◆ Task requirements ◆
Please count the lines of the records below that contain the word "instance" and reply with the number alone.

◆ Materials provided ◆

|---|

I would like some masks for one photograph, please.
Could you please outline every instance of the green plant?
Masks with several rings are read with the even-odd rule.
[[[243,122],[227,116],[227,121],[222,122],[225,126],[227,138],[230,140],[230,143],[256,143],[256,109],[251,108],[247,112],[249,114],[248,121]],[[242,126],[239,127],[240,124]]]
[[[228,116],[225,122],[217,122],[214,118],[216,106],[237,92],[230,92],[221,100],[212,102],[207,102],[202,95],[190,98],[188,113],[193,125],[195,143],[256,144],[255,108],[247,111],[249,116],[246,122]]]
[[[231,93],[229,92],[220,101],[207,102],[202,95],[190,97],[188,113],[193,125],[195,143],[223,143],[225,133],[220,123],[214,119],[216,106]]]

|---|

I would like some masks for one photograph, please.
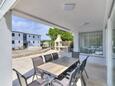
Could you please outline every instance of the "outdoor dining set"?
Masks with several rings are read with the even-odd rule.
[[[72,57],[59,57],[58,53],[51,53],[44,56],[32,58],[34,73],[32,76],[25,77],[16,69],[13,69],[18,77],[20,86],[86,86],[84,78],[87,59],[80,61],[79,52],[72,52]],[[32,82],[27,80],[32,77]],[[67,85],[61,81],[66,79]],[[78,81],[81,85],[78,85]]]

|---|

◆ Task solution ◆
2